-- start of Data in this exercise --
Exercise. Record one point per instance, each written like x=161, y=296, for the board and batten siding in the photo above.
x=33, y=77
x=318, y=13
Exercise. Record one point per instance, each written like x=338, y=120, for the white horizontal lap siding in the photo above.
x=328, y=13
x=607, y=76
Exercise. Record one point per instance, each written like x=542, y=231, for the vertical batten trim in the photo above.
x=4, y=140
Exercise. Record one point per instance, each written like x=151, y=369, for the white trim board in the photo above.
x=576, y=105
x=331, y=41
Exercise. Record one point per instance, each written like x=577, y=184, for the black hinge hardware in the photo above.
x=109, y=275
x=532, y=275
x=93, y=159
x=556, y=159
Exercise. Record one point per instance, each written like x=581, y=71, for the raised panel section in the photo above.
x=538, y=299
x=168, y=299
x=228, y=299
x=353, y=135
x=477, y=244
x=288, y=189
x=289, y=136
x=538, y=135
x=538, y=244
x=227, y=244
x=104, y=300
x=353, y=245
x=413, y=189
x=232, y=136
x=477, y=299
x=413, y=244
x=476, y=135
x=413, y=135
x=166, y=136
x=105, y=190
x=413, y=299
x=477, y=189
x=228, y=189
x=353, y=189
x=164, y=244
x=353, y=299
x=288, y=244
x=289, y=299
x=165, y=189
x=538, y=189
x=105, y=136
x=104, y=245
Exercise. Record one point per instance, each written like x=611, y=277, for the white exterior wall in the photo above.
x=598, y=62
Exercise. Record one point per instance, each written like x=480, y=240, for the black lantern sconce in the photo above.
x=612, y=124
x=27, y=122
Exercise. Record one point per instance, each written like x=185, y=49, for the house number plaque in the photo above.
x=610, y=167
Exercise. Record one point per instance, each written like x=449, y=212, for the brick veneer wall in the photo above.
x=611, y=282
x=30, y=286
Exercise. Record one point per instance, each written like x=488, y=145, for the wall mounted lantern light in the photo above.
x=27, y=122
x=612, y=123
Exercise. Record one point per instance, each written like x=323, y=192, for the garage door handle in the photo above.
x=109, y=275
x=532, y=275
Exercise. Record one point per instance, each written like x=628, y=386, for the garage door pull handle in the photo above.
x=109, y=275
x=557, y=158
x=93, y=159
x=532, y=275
-- end of Data in this exercise --
-- start of Data in this exercise --
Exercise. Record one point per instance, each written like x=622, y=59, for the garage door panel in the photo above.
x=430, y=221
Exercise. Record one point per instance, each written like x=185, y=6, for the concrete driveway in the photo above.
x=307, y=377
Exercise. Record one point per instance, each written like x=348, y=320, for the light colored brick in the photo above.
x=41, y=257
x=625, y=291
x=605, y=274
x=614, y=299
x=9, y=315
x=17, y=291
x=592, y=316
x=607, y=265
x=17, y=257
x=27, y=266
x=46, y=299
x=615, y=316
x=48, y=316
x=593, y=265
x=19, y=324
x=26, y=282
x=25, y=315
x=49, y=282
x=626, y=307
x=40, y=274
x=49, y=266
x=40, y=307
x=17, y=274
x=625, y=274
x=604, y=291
-- end of Data in this exercise --
-- start of Data in this exercise --
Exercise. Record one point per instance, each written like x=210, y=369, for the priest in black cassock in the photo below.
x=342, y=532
-- end of Data in this exercise --
■ **Instructions for the task**
Please copy out the entries from the line with "batten siding in the photo above." up to and including the line with "x=556, y=159", replacing "instance" with "occurrence" and leaving everything else unchanged.

■ **Solution**
Exercise. Record one point per occurrence, each written like x=161, y=296, for the board and batten siding in the photo above.
x=33, y=77
x=318, y=13
Exercise. Record one point per occurrence, each written like x=338, y=120, for the white horizontal lap siding in the photo above.
x=328, y=13
x=607, y=76
Exercise. Record one point per occurrence, each written like x=542, y=231, for the vertical batten trim in the photo above.
x=4, y=140
Exercise. Record one point per occurrence, each written like x=151, y=369, for the white trim board in the photo above.
x=576, y=105
x=331, y=41
Exercise. Record one point per occurrence, each written like x=577, y=184, for the black hinge hardware in the photo above.
x=109, y=275
x=532, y=275
x=93, y=159
x=556, y=159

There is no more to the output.